• **Requirement**
Output the full listing word for word.
================
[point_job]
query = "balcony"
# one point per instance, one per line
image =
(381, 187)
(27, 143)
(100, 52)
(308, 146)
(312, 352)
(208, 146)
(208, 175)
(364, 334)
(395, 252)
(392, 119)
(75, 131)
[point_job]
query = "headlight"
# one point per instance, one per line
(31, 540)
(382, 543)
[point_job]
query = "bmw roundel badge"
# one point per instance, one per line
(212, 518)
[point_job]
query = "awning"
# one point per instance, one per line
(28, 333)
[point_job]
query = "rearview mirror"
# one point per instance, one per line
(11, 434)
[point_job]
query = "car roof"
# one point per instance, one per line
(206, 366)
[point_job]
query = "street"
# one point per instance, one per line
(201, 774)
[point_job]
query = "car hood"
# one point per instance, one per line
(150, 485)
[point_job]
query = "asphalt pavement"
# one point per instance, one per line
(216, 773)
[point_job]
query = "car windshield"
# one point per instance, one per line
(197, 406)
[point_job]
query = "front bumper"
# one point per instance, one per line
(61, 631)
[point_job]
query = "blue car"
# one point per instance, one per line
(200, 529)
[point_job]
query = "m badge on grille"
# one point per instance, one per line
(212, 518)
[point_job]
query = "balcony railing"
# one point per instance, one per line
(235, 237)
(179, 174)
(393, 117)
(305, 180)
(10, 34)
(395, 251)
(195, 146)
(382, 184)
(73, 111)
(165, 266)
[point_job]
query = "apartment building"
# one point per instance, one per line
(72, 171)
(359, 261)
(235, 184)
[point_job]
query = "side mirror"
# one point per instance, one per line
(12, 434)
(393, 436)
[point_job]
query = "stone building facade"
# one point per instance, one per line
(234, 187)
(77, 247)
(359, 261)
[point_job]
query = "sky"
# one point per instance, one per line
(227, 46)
================
• **Response to this exercise**
[point_job]
query = "balcony"
# one point per instance, one per line
image =
(381, 187)
(27, 143)
(100, 52)
(308, 146)
(312, 352)
(208, 146)
(208, 175)
(364, 334)
(395, 252)
(392, 119)
(75, 131)
[point_job]
query = "headlight"
# one point per instance, one per line
(31, 540)
(382, 543)
[point_job]
query = "bmw roundel badge"
# one point per instance, one per line
(212, 518)
[point_job]
query = "awning"
# one point per instance, one per line
(28, 333)
[point_job]
query = "rearview mirror"
# one point per instance, one per line
(11, 434)
[point_job]
query = "car roof"
# one point per instance, one per line
(206, 366)
[point_job]
query = "street"
# one point per instance, one per line
(201, 774)
[point_job]
query = "car hood"
# one point per instance, one per line
(150, 485)
[point_job]
query = "asphalt pavement"
# one point per instance, one per line
(216, 773)
[point_job]
query = "car windshield"
# one point per instance, one per line
(197, 406)
[point_job]
query = "front bumper"
# one point per instance, one per line
(61, 631)
[point_job]
query = "blue car"
# one point per instance, one per line
(200, 529)
[point_job]
query = "m badge on grille"
# one point per instance, one per line
(212, 518)
[point_job]
query = "balcony railing"
# one point per instance, one per line
(235, 237)
(179, 174)
(393, 117)
(305, 180)
(10, 34)
(395, 251)
(195, 146)
(382, 184)
(73, 111)
(165, 266)
[point_job]
query = "apartment building"
# one point per instance, one per line
(72, 171)
(359, 261)
(235, 184)
[point_job]
query = "side mirror"
# one point per instance, one per line
(12, 434)
(393, 436)
[point_job]
query = "stone building facade"
# one point per instance, one per line
(234, 187)
(77, 247)
(359, 261)
[point_job]
query = "sky"
# one point per instance, one per line
(227, 46)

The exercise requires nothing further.